Given task = Count the lines in the data below that contain the word "stove". Reply with the number alone.

Pointing and labeling entries
· · · ·

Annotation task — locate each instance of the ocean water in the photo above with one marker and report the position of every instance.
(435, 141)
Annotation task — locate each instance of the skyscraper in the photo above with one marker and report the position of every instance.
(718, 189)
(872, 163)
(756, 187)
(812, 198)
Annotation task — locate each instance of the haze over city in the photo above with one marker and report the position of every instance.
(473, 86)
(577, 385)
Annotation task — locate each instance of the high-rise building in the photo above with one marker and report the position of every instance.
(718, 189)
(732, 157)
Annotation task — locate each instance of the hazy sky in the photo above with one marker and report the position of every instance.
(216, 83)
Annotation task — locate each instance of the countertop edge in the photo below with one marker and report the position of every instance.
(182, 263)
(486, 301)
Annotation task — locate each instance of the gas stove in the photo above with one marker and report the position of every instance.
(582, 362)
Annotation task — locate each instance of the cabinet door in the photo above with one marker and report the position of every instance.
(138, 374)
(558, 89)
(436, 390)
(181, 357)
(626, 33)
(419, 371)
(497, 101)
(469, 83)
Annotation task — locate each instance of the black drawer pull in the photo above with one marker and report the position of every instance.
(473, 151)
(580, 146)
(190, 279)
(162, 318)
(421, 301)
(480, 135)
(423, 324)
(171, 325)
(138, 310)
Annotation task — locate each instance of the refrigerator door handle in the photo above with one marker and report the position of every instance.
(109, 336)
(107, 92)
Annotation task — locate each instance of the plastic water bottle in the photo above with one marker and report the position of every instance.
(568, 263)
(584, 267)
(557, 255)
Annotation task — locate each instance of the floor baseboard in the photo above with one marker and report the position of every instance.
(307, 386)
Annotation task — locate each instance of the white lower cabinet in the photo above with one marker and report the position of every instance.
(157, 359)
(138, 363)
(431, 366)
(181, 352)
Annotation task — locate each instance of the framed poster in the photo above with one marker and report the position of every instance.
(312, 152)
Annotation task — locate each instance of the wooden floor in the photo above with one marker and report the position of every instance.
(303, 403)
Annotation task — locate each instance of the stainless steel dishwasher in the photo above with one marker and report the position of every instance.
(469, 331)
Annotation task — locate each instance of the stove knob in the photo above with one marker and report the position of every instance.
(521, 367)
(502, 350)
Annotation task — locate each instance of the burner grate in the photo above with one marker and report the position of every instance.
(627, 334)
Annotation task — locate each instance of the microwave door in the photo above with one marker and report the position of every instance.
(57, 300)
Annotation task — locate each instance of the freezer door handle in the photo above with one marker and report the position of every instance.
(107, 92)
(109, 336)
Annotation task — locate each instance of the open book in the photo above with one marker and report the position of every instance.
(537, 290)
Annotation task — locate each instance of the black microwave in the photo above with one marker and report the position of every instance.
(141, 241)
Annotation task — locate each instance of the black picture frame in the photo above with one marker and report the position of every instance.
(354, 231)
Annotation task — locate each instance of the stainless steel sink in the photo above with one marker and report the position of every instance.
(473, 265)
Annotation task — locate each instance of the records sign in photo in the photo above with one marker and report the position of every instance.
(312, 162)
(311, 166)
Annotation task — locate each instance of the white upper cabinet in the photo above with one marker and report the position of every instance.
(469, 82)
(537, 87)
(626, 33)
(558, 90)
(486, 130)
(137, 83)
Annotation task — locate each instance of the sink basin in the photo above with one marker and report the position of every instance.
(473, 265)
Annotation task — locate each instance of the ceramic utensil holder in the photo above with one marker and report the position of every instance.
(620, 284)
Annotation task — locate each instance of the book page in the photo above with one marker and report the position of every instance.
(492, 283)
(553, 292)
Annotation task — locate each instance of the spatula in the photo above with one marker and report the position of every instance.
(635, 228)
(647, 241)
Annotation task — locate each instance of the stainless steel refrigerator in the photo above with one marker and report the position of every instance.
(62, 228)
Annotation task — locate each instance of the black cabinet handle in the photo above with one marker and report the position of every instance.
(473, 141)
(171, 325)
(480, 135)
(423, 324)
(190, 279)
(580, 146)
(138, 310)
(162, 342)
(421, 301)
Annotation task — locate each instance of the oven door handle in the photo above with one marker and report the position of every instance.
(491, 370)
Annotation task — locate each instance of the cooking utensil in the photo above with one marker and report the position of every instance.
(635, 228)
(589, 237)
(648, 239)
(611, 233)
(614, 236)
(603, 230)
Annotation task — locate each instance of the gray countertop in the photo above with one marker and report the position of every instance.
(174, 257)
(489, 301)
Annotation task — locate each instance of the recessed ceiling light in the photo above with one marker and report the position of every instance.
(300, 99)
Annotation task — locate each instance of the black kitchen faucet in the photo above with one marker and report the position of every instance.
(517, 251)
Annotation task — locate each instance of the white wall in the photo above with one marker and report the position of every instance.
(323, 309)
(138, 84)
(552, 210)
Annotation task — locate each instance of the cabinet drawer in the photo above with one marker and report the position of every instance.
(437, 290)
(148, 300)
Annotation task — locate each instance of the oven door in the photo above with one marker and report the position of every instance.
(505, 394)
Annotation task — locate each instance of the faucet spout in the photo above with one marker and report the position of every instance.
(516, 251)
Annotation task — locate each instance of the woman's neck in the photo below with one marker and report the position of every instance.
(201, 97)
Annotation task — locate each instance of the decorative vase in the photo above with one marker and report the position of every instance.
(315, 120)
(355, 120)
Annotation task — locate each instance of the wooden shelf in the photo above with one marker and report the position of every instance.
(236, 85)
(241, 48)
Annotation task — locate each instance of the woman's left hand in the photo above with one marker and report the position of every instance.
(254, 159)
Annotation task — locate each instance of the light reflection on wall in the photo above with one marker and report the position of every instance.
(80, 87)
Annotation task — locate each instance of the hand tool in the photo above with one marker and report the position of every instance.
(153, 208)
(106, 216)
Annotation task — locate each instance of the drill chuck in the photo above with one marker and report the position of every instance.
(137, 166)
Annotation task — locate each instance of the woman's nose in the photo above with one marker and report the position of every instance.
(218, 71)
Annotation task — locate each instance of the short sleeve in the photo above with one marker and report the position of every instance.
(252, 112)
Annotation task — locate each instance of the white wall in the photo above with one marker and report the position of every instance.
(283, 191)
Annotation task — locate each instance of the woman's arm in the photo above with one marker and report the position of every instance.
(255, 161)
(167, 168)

· · · ·

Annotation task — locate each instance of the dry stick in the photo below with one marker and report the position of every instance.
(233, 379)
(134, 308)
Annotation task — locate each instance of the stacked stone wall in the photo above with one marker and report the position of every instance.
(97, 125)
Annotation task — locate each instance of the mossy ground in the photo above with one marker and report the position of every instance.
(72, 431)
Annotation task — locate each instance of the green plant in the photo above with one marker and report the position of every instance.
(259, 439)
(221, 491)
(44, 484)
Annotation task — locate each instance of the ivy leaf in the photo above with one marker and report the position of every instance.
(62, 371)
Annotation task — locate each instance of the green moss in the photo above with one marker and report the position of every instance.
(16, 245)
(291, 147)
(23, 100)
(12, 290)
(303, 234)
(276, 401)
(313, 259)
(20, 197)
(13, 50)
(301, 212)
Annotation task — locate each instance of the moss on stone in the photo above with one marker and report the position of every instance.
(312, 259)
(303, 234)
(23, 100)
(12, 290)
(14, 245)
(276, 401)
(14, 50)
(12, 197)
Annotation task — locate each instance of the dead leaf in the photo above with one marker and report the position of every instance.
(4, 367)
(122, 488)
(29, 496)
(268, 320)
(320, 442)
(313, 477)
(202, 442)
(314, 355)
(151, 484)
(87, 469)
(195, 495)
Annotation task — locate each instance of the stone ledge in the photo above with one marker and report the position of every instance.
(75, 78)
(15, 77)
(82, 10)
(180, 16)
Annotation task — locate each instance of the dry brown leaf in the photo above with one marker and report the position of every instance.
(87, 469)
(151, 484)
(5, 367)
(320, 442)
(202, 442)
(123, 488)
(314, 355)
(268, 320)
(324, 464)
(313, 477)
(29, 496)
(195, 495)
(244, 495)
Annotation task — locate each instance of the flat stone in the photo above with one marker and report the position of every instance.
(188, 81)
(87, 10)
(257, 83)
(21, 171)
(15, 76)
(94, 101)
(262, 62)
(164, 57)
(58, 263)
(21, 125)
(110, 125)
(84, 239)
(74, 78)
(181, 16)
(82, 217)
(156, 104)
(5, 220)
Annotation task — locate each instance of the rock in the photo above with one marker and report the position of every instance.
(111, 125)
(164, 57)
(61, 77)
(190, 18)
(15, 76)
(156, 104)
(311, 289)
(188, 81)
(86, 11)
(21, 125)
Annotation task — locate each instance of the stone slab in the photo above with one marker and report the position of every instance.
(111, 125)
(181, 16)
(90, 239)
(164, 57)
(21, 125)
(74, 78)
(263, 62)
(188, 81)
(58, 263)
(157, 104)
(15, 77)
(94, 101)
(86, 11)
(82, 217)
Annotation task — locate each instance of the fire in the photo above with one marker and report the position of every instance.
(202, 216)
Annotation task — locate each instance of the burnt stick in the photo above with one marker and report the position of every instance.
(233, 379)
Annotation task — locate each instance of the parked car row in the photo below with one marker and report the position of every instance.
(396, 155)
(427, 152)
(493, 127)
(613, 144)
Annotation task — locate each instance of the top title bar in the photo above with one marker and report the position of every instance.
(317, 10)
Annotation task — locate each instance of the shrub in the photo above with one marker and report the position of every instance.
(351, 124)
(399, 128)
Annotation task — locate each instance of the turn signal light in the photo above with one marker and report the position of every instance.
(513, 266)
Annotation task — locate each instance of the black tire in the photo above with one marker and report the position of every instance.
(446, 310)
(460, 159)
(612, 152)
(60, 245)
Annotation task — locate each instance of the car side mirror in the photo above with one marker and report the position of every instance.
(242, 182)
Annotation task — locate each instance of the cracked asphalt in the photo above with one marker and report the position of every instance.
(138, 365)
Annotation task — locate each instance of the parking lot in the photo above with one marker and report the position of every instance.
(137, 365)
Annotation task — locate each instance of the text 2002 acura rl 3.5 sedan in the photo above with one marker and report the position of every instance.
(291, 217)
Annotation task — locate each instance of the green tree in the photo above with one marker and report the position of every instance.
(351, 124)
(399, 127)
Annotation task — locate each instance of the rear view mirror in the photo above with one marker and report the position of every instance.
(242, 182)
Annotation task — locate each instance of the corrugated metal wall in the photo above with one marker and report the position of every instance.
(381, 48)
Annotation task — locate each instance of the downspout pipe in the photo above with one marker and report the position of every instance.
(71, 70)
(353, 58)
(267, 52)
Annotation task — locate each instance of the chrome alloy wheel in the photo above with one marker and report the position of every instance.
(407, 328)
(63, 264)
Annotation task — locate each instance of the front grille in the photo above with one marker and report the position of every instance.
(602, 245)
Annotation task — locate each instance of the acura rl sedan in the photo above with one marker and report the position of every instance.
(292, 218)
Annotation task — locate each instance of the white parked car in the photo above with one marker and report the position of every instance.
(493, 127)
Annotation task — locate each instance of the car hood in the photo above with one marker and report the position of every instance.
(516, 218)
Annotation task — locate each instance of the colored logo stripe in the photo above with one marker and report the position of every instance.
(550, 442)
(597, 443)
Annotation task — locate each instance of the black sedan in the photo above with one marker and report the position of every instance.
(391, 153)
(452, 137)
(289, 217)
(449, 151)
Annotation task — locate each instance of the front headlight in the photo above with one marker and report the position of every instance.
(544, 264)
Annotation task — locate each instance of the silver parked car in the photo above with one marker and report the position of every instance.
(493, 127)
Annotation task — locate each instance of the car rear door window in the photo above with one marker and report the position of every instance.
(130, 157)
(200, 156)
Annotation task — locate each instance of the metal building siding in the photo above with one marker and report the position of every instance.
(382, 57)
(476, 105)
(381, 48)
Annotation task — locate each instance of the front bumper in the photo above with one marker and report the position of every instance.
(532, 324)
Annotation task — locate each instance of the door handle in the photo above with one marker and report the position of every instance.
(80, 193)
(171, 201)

· · · ·

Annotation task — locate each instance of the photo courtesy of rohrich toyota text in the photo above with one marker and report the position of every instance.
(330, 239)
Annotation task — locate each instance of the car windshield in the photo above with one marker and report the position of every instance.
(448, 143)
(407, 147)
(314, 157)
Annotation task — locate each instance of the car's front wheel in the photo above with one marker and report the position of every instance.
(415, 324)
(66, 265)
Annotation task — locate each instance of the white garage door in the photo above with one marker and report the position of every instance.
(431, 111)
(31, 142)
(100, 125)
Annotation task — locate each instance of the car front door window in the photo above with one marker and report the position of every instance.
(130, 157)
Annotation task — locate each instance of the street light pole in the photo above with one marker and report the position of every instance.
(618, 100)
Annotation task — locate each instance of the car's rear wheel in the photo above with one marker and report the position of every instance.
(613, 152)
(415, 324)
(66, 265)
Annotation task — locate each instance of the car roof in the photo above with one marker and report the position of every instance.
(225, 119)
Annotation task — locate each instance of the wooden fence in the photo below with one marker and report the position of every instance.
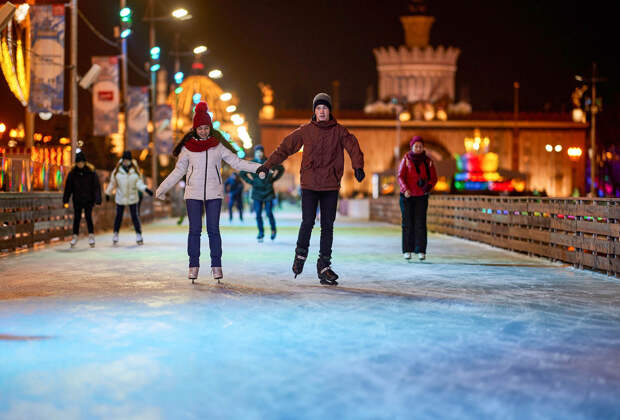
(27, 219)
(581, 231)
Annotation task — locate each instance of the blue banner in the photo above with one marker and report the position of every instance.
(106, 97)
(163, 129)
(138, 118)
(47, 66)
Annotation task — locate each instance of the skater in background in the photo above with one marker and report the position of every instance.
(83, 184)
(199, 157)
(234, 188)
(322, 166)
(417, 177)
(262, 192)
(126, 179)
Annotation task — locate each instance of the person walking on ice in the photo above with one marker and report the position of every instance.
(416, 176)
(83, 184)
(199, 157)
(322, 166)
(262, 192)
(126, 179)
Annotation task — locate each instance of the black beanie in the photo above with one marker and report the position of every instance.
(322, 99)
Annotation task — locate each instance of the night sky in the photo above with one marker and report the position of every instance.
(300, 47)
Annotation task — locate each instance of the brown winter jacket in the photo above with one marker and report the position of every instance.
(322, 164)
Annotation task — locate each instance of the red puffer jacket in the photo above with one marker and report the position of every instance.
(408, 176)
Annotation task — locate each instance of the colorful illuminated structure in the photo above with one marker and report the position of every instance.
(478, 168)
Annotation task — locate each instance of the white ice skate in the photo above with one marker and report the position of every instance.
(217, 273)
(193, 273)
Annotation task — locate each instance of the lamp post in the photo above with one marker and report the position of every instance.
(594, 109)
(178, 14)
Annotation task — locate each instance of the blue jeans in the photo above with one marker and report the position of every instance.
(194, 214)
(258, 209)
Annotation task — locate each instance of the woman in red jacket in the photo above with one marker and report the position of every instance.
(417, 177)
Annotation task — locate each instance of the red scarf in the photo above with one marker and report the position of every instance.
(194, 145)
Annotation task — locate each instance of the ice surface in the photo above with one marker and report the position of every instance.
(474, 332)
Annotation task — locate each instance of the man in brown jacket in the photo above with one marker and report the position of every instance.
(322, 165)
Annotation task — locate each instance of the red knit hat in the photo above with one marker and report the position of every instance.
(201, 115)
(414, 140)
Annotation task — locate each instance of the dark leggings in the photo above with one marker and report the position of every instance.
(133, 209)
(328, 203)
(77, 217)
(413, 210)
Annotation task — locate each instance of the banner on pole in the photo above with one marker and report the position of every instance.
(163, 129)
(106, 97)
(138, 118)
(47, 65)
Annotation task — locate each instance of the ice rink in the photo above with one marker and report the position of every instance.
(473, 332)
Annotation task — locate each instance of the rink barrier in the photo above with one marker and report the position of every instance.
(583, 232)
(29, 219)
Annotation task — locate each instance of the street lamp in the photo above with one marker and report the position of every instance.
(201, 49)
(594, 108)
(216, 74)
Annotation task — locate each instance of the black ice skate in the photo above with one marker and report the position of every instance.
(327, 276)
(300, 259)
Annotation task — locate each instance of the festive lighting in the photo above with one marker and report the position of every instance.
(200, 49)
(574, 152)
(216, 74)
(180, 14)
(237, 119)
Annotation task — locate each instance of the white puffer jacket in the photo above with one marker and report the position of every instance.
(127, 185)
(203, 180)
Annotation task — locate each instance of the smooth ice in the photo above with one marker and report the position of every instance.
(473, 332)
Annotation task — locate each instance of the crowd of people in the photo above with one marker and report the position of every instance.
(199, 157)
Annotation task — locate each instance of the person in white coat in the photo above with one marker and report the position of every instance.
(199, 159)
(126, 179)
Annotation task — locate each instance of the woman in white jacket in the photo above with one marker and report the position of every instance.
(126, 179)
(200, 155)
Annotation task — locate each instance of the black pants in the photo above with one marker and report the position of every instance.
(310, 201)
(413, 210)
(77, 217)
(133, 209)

· · · ·

Answer = 2